• What is needed:
Please pull out every line of the material below that contains the string "mask", and copy each one unchanged.

[Opening Material to process section]

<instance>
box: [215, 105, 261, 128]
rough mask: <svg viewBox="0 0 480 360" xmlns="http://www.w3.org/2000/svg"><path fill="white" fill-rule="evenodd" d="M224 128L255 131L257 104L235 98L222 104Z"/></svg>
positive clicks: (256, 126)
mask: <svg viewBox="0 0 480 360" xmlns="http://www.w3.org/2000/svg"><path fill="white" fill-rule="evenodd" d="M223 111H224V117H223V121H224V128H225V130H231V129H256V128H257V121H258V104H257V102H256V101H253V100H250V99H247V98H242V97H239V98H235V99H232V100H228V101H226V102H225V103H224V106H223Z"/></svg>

[Closing Material to process section]
[Opening Material to process section]

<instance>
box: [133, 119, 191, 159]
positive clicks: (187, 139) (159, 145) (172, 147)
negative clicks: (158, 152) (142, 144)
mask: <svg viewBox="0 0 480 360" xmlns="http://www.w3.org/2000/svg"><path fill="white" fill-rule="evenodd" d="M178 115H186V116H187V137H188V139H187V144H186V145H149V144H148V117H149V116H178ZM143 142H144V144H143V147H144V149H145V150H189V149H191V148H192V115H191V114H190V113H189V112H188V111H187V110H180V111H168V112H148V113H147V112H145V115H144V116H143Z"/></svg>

[Closing Material to process section]

• The completed task:
rough mask: <svg viewBox="0 0 480 360" xmlns="http://www.w3.org/2000/svg"><path fill="white" fill-rule="evenodd" d="M224 128L255 131L257 104L235 98L222 104Z"/></svg>
mask: <svg viewBox="0 0 480 360" xmlns="http://www.w3.org/2000/svg"><path fill="white" fill-rule="evenodd" d="M223 111H224V117H223V121H224V128H225V130H231V129H256V128H257V121H258V104H257V102H256V101H253V100H250V99H247V98H242V97H239V98H235V99H232V100H228V101H226V102H225V103H224V106H223Z"/></svg>
mask: <svg viewBox="0 0 480 360" xmlns="http://www.w3.org/2000/svg"><path fill="white" fill-rule="evenodd" d="M178 115H186V116H187V137H188V139H187V144H186V145H149V144H148V117H149V116H178ZM143 142H144V144H143V147H144V149H145V150H189V149H191V148H192V115H191V114H190V113H189V112H188V111H187V110H180V111H168V112H148V113H147V112H145V115H144V116H143Z"/></svg>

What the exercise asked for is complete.